Instructions for the task: Copy each line containing the word "sign" from the records that follow, please.

Dataset entries
....

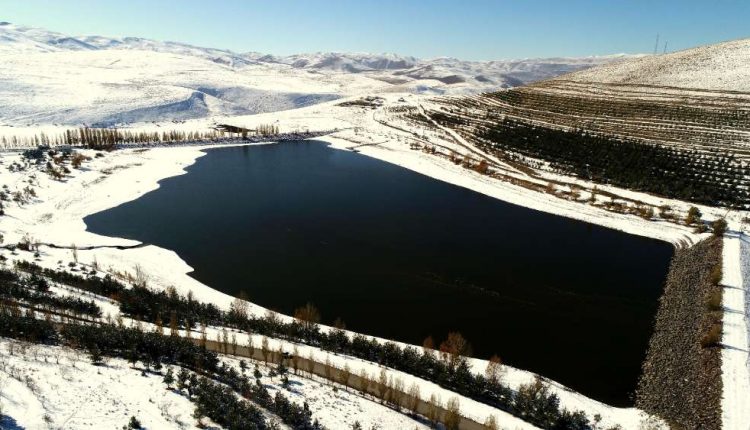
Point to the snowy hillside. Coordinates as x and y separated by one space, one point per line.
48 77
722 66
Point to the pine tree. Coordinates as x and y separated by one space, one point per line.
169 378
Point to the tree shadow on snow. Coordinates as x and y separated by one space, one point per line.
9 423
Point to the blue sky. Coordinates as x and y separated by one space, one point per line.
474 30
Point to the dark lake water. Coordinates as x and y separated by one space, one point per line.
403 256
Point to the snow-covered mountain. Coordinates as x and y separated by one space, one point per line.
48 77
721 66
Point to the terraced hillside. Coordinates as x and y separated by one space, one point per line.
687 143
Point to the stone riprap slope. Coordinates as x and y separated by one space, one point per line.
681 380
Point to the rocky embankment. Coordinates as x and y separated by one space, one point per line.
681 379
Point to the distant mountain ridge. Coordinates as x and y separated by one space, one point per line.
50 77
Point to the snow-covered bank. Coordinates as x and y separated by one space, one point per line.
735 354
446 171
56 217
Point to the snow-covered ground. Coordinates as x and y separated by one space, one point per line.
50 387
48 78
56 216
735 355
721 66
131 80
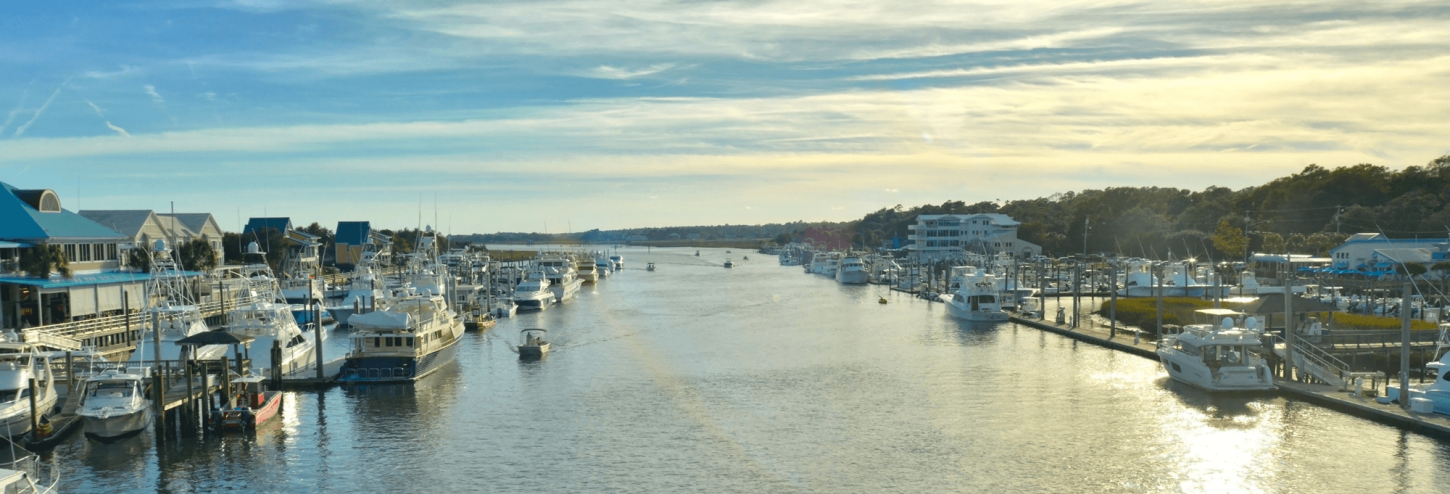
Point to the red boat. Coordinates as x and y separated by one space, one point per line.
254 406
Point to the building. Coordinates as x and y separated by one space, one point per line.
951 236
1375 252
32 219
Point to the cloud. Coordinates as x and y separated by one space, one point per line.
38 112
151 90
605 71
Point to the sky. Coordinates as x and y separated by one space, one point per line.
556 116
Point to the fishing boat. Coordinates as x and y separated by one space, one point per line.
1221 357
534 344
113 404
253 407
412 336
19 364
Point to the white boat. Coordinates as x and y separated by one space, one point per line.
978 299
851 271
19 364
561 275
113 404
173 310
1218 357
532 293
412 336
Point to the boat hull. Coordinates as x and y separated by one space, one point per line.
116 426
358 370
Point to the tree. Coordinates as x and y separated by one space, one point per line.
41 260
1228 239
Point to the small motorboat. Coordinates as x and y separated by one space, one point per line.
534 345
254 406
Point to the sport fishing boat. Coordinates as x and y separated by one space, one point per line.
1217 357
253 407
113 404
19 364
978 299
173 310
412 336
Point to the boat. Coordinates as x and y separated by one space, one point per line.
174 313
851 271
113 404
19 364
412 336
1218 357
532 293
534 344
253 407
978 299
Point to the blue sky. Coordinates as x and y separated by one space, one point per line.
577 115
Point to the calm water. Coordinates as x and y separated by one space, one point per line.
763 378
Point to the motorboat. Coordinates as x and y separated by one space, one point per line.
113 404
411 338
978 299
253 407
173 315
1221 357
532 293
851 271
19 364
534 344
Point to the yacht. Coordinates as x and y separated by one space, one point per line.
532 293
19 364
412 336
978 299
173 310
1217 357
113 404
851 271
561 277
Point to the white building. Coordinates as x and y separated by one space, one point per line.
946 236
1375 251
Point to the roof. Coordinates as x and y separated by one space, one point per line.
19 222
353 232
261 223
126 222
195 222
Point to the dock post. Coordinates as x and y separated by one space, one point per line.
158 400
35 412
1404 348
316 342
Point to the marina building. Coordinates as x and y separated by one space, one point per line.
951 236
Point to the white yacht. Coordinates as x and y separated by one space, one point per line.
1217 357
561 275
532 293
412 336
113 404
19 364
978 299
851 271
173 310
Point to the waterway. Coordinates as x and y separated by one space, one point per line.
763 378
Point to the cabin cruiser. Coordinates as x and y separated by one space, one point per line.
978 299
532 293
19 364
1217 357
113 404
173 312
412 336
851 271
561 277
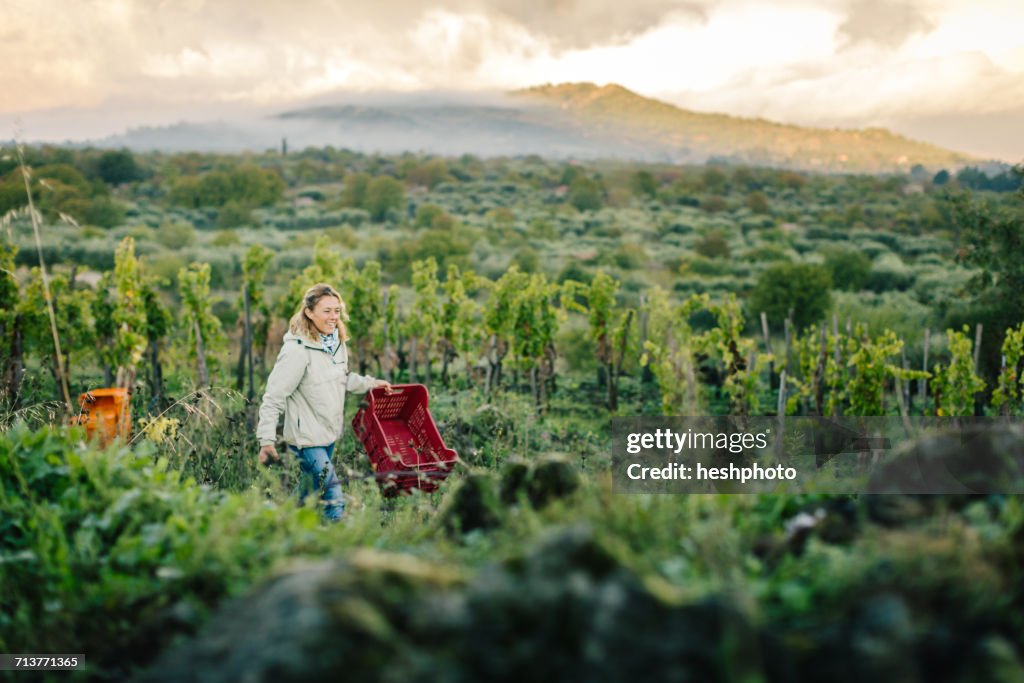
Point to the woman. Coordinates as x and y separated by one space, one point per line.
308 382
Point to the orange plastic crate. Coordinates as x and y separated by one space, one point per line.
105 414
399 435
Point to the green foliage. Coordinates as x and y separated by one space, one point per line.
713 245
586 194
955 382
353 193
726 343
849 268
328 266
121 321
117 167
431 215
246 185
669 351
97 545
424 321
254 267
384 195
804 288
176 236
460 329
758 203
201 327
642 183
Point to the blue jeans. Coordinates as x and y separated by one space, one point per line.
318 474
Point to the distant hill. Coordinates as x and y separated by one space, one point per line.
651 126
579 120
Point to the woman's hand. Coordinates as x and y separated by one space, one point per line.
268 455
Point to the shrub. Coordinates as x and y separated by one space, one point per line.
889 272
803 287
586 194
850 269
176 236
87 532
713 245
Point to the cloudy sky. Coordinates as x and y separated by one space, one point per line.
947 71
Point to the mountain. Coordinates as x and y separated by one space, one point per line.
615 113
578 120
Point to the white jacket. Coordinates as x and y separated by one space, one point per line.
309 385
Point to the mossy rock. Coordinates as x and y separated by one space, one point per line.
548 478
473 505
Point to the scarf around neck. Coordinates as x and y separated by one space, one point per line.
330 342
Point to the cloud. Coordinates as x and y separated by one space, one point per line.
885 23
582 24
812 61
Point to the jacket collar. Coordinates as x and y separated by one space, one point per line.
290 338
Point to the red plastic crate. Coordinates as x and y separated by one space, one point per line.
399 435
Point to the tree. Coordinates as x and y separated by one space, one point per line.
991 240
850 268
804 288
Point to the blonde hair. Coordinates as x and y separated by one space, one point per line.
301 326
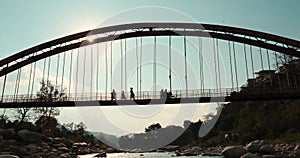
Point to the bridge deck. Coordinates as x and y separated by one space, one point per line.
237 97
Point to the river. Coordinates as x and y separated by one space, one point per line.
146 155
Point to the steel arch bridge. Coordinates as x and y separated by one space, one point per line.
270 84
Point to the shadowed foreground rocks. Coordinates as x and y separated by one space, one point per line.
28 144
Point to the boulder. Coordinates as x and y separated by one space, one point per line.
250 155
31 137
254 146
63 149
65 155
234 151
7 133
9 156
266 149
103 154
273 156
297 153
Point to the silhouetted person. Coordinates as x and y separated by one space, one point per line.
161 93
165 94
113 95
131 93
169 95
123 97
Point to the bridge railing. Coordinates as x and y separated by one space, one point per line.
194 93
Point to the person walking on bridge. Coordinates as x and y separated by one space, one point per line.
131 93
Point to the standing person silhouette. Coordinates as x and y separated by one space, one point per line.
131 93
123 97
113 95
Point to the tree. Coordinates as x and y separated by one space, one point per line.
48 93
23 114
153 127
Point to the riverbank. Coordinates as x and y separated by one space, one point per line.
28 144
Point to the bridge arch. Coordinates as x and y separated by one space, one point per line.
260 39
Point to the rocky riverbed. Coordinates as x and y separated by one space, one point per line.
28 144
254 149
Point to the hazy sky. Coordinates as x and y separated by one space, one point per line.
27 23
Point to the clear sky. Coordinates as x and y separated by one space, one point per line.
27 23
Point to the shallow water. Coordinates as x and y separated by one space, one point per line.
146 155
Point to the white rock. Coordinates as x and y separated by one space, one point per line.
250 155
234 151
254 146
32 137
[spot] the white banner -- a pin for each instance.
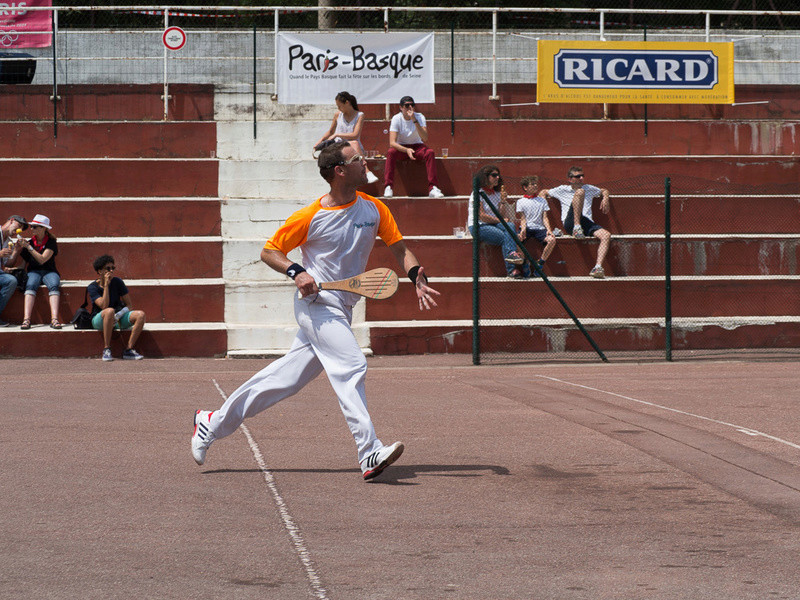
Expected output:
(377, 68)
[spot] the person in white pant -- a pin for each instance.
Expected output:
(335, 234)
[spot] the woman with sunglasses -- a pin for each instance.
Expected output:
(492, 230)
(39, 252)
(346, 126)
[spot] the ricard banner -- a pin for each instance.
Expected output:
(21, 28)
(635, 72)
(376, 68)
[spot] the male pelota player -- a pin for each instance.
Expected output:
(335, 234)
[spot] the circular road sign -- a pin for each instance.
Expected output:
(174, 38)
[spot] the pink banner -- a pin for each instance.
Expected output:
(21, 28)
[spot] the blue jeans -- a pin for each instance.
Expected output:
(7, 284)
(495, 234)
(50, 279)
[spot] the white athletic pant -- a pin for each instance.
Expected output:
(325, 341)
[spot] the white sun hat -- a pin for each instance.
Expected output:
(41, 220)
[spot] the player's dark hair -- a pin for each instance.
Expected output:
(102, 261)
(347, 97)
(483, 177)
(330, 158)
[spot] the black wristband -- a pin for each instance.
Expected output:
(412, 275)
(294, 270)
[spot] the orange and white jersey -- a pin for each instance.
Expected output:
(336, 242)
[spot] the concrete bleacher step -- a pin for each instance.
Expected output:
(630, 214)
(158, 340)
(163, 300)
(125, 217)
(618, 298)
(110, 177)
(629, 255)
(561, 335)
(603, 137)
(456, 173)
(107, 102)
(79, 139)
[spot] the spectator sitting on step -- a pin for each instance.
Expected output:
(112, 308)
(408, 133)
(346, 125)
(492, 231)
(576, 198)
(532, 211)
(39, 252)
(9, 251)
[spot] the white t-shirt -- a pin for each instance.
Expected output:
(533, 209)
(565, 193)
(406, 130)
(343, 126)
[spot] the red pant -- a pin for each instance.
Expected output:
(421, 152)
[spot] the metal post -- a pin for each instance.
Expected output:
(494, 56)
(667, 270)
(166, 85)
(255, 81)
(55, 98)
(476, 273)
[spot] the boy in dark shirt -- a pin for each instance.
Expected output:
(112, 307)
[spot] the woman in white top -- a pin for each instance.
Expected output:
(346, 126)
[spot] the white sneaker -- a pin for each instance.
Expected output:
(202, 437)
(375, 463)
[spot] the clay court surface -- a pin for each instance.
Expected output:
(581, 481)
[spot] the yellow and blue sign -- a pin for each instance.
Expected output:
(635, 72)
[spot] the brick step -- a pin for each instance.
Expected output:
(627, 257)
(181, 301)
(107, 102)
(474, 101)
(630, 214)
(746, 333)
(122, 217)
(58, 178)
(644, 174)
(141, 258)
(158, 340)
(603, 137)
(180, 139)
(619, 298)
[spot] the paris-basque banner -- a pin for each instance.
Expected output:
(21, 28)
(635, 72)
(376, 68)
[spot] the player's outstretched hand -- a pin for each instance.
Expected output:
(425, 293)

....

Task response:
[spot] the circular road sign -- a pin for each instance.
[spot] the yellow and blue sign -- a pin for each instance.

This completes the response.